• Text extract
Right now I am just writing my design document. I am trying to narrow the functionality down to the minimum necessary features for an alpha. Again, want to use Axon in much the same way that a TCP/IP network stack is layered.

I am not sure if this addresses your needs, but it would be awesome if more people got involved.

you dont want to know my thoughts on coffeescript :p haha

Ha, I think you just told me.

I have been playing with this for a bit and have a few thoughts.

  1. Akka/Erlang use a supervisor model, where actors are responsible for booting and maintaining child actors. I am going to avoid this model for start.
  2. I want to be able to have multiple actors per process, the Axon socket is just a transport protocol used when crossing the network.
  3. I think using real routes is the way to go at first, i.e. //192.168.0.21/actor#mailbox. Location-agnostic names can be added later in the form of an alias.

I think I should separate out network transport as its own problem, but I had a few thoughts on that as well. There are two ways to network the hosts, with a star topology, or peer-to-peer with a central name server.

I think Axon is perfectly designed for the peer-to-peer approach, but actually fails with a centralized host. Axon sockets are send or receive oriented, when a start topology requires fully bi-directional sockets. A bi-directional solution would require each host opening a socket to listen on, but at that point you might as well go peer-to-peer.

Peer-to-peer is generally avoided whenever firewalls and proxies are in play, but I think the application of an actor system will generally occur in a VPC with full network access control.

Since the transport problem is actually a different problem to messaging, it makes sense to decouple the two interfaces.

" fails with a centralized host" not sure I follow there, but that's also not such a bad thing haha. For me at least I think ultimately axon shouldn't even be noticeable at whatever this higher abstraction is. Abstracting away what process/thread/machine the thing lives on is pretty nice from a dev stand-point and flexible in production. I haven't deployed anything in erlang so I'm not overly familiar with what their processes normally are but I definitely think there's quite a bit we could do.

• Provided material
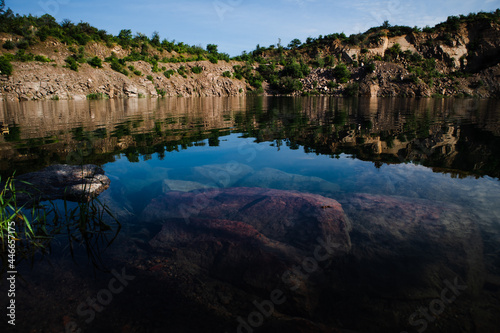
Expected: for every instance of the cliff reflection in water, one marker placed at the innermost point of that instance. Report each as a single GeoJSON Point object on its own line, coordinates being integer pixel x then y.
{"type": "Point", "coordinates": [459, 137]}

• Task directions
Pick up the forum thread about building an actor system on Axon after its final sentence and continue it in the same conversational register.

• Expected answer
As for bi-directional stuff we may be able to improve that, if either end goes down we already have most of the logic in place to re-establish the connections so it should be pretty trivial

fails with a centralized host

Sorry I should have clarified. When a centralize host is used, only the server needs to listen for incoming connections. Clients need only connect, then because a TCP socket is bi-directional messages can be send and received on the same connection. Axon sockets would require both the client and server listening for incoming connections.

However as you have pointed out, the underlying transport should be abstracted away entirely.

As for bi-directional stuff we may be able to improve that, if either end goes down we already have most of the logic in place to re-establish the connections so it should be pretty trivial

I agree, the underlying transport should handle re-connections, however I would like to make sure that undelivered/failed messages do not silently disappear. In distributed systems failure happens, but not knowing about failure can lead to inconsistencies.

I re-wrote my requirements doc to reflect the changes.
The code in the project does not reflect these changes yet. I think I need a better way to organize this.

yeah i'll see if we can expose some of the lower level messaging stuff so that it could be used in a more traditional server manner. I found the lack of anonymous clients a little strange with zmq at first but after a while the number of use-cases really go down since you have full control over the infrastructure, in our cases at least I haven't had much use for that

I think starting a listening port on each host is acceptable. That way peers can talk directly. In fact, at first I think messages destinations should just be URLs. e.g.

node1.send('axon://10.0.1.12/node2', 'hello')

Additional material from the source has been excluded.